* Task objective:
Format the records below as a JSON list of strings with one string per line, skipping blank lines and omitting the pictures.

* Records:
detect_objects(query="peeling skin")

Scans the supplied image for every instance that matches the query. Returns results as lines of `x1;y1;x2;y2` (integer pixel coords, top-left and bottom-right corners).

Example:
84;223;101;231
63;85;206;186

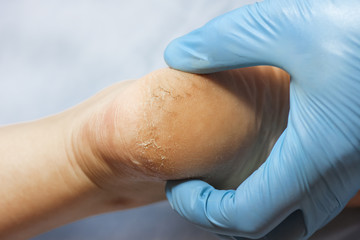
79;67;289;188
109;67;289;187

* Solved problem:
[
  "detect_objects(query=\"peeling skin\")",
  "Scans the supplied image for every instance that matches the query. Returns results as lines of `x1;y1;x2;y2` (integer pixel coords, top-left and bottom-right corners).",
  "Example:",
  "84;223;101;231",
  "63;85;206;186",
  "79;67;289;188",
  "109;67;289;187"
]